### Instructions to follow
Swap every occurrence of "even-odd" in the items below for "nonzero winding", leaving everything else unchanged.

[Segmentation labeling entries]
========

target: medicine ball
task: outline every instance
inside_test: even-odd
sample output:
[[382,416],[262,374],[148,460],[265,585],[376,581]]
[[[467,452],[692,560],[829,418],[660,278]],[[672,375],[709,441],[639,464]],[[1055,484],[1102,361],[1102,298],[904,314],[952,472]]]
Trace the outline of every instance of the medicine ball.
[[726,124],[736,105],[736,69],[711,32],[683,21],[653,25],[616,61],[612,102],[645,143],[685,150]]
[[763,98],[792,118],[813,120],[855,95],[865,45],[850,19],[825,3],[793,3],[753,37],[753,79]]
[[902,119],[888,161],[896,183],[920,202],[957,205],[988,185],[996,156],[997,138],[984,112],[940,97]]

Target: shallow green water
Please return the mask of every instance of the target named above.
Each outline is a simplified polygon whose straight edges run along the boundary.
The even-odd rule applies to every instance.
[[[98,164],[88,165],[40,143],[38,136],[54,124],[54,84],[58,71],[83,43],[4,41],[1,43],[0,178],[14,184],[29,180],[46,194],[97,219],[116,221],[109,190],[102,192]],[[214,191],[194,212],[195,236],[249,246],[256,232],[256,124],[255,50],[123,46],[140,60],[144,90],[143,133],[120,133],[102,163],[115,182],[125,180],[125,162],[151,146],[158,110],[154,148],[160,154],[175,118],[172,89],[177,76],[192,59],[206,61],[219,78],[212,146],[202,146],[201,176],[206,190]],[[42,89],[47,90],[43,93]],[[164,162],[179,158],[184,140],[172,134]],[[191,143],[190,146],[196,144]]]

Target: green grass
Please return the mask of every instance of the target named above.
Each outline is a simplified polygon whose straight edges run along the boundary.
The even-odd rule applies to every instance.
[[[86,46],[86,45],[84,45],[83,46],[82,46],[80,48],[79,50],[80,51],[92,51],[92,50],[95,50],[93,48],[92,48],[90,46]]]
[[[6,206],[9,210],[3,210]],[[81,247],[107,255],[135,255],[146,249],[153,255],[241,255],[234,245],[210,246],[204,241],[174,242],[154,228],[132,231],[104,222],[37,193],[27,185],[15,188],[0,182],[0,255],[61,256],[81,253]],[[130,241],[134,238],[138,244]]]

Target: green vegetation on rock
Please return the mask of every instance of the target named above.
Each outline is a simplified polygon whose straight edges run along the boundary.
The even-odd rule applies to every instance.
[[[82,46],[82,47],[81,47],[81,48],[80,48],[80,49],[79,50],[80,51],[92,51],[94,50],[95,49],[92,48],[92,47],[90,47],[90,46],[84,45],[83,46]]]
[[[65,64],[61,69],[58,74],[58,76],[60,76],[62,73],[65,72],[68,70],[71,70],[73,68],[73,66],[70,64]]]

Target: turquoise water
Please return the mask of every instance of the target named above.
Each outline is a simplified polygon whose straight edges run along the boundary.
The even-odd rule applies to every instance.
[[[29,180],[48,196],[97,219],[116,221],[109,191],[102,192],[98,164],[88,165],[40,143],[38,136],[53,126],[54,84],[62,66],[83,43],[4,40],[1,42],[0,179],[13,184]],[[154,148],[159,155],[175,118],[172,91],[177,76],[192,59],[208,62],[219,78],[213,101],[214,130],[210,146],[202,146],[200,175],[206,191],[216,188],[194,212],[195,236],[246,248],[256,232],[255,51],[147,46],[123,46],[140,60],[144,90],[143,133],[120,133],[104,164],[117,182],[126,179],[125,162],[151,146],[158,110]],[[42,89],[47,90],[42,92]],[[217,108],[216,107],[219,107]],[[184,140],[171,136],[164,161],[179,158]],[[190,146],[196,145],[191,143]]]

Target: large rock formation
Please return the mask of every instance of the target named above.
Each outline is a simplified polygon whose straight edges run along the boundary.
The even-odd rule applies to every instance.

========

### Completed task
target: medicine ball
task: outline every instance
inside_test: nonzero winding
sample output:
[[382,416],[262,374],[148,460],[265,585],[376,581]]
[[[467,452],[692,560],[829,418],[660,278]],[[672,375],[709,441],[639,464]],[[1055,484],[1102,361],[1102,298],[904,314],[952,472]]]
Trace the outline of every instance of the medicine ball.
[[726,124],[736,105],[736,69],[711,32],[683,21],[653,25],[616,61],[612,102],[645,143],[685,150]]
[[763,98],[792,118],[813,120],[855,95],[865,45],[850,19],[825,3],[793,3],[753,37],[753,79]]
[[902,119],[888,161],[896,183],[920,202],[957,205],[988,185],[996,156],[997,138],[984,112],[940,97]]

Target: shallow green water
Please return the mask of every instance of the target named above.
Each outline is a simplified polygon whose straight edges run along the boundary.
The nonzero winding rule applies to every instance.
[[[98,164],[88,165],[40,143],[38,136],[54,124],[54,84],[58,71],[83,43],[4,41],[1,43],[0,178],[14,184],[29,180],[46,194],[97,219],[116,221],[109,190],[102,192]],[[214,191],[194,212],[195,236],[249,246],[256,232],[256,124],[255,50],[123,46],[140,60],[144,90],[143,133],[120,133],[102,163],[115,182],[125,180],[125,162],[151,146],[158,110],[154,148],[160,154],[175,118],[172,89],[177,76],[192,59],[206,61],[219,78],[212,146],[202,146],[201,176],[206,190]],[[42,89],[47,90],[43,93]],[[164,162],[179,158],[184,140],[172,134]],[[191,143],[190,146],[196,144]]]

Target: green grass
Please return the mask of every instance of the target named above.
Each outline is a simplified polygon whose straight edges run along the boundary.
The nonzero winding rule applies to every instance.
[[[86,46],[86,45],[84,45],[83,46],[82,46],[80,48],[79,50],[80,51],[92,51],[92,50],[95,50],[93,48],[92,48],[90,46]]]
[[[6,206],[9,210],[3,210]],[[81,247],[107,255],[135,255],[146,249],[153,255],[241,255],[234,245],[210,246],[204,241],[174,242],[154,228],[132,231],[104,222],[37,193],[27,185],[15,188],[0,182],[0,255],[61,256],[81,253]],[[130,241],[134,238],[138,244]]]

Target: green vegetation on rock
Please return the mask of every instance of the target named above.
Each outline is a simplified polygon whose straight edges run along the boundary.
The nonzero winding rule applies to every instance.
[[[82,46],[82,47],[81,47],[81,48],[80,48],[80,49],[79,50],[80,51],[92,51],[94,50],[95,49],[92,48],[92,47],[90,47],[90,46],[84,45],[83,46]]]
[[[65,64],[61,69],[58,74],[58,76],[60,76],[62,73],[65,72],[68,70],[71,70],[73,68],[73,66],[70,64]]]

Target: turquoise water
Please return the mask of every instance of the target named above.
Each outline is a simplified polygon whose straight edges run along the boundary.
The nonzero winding rule applies to every instance.
[[[29,180],[48,196],[97,219],[116,221],[109,191],[102,192],[98,164],[88,165],[40,143],[38,136],[53,126],[54,84],[62,66],[83,43],[4,40],[1,42],[0,179],[13,184]],[[154,148],[159,155],[175,118],[172,91],[177,76],[192,59],[208,62],[219,78],[213,101],[214,130],[210,146],[202,146],[200,175],[206,191],[216,188],[194,212],[195,236],[246,248],[256,232],[255,51],[147,46],[123,46],[140,60],[144,90],[143,133],[120,133],[104,164],[117,182],[126,179],[125,162],[151,146],[158,110]],[[42,89],[47,90],[42,92]],[[217,108],[216,107],[219,107]],[[184,140],[171,136],[164,161],[179,158]],[[190,146],[196,145],[191,143]]]

Target: large rock formation
Please return the mask of every instance of the target named above.
Each outline is a simplified polygon whose straight edges run along the boundary.
The nonzero winding rule applies to every instance.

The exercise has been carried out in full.